EXERCISE REQUIREMENTS -
a. Copy from the Disposable Subjects description the passage that starts at "Disposable Subjects offers" and ends at "entry or deportation.".
b. Answer these questions from the Disposable Subjects description, marking each answer with the matching numeral:
(i) Under what age did the Immigration Act of 1907 bar unaccompanied alien minors from entry?
(ii) Which three changes does it name as reinforcing the guardianship principle's restrictive effect?
(iii) As what period does it describe childhood when explaining how children's experiences at the US border differed from those of adults?
c. Decide whether each statement agrees with the Disposable Subjects description. Answer yes or no, and quote the words that settle it:
(i) The Immigration Act of 1907 barred unaccompanied alien minors under eighteen.
(ii) Having a credible guardian in the United States was enough by itself for a child to enter.
(iii) The book challenges assumptions about childhood as a carefree or educative stage of life.

SOURCE DOCUMENT -
#####

Disposable Subjects connects immigration history with the history of children and childhood to trace the making of what I call the guardianship principle: to enter the United States, children required support from their parents or legal guardians socio-economically capable of giving them post-entry protection and care. Amid growing concerns about child labor, the Immigration Act of 1907 prohibited entry to unaccompanied alien minors under sixteen years of age, and US immigration authorities instituted a more thorough inspection of child migrants’ identities, chronological ages, and family backgrounds.
As such, the guardianship principle coalesced more into an ever-growing scheme of immigration restriction, where having a credible guardian in the United States was a necessary but insufficient condition for children’s entry. Disposable Subjects uncovers the multiple threads of changes that reinforced the guardianship principle’s restrictive effect, including the medicalization of border control, the federalization of the naturalization process, and the implementation of passports, visas, and quotas. Through these developments, it evolved into a convoluted set of legal and administrative arrangements that continue to inform the ways in which the federal government handles issues of child migration.
Disposable Subjects offers a fresh perspective on the history of child migration to the United States and the centrality of childhood therein. In doing so, it challenges entrenched assumptions about childhood as a carefree or educative stage of life and exposes the contradictions between its imagined universality and historical diversity. Childhood as a period of legal dependency differentiated children’s experiences at the US border from their adult counterparts’, whether it resulted in their entry or deportation.

#####

GIVEN ENTRIES -
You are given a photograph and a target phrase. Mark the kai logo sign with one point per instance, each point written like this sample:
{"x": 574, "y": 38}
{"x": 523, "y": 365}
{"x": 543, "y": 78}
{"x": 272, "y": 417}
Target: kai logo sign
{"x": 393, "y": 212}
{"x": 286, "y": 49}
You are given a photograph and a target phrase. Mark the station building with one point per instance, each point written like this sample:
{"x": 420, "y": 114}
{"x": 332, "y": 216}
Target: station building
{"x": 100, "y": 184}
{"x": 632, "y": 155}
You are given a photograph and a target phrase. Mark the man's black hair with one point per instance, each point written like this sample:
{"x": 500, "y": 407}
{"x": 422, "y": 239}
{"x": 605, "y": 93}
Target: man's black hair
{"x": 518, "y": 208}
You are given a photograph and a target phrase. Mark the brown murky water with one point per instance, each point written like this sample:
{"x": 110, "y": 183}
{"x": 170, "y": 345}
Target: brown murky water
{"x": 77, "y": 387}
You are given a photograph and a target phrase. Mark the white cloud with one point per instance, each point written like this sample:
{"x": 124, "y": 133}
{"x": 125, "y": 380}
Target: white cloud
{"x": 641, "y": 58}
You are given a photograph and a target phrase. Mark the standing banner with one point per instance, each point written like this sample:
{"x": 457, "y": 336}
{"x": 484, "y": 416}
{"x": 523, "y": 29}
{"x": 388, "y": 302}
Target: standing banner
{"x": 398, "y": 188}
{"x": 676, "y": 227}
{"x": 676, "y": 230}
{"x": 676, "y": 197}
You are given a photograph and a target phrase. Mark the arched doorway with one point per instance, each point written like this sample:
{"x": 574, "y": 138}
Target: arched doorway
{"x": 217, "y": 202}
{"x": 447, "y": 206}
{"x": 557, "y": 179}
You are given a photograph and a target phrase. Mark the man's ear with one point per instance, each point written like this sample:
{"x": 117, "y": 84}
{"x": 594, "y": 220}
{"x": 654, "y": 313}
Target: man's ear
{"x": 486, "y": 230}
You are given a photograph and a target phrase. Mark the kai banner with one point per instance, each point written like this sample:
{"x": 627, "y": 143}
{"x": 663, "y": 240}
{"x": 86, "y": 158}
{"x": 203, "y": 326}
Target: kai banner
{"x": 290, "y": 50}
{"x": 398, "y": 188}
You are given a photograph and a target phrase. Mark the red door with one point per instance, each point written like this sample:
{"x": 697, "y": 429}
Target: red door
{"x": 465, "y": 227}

#####

ANSWERS PER TASK -
a.
Disposable Subjects offers a fresh perspective on the history of child migration to the United States and the centrality of childhood therein. In doing so, it challenges entrenched assumptions about childhood as a carefree or educative stage of life and exposes the contradictions between its imagined universality and historical diversity. Childhood as a period of legal dependency differentiated children’s experiences at the US border from their adult counterparts’, whether it resulted in their entry or deportation.

b.
(i) Sixteen years of age.
(ii) The medicalization of border control, the federalization of the naturalization process, and the implementation of passports, visas, and quotas.
(iii) As a period of legal dependency.

c.
(i) No: "prohibited entry to unaccompanied alien minors under sixteen years of age"
(ii) No: "having a credible guardian in the United States was a necessary but insufficient condition for children’s entry"
(iii) Yes: "it challenges entrenched assumptions about childhood as a carefree or educative stage of life"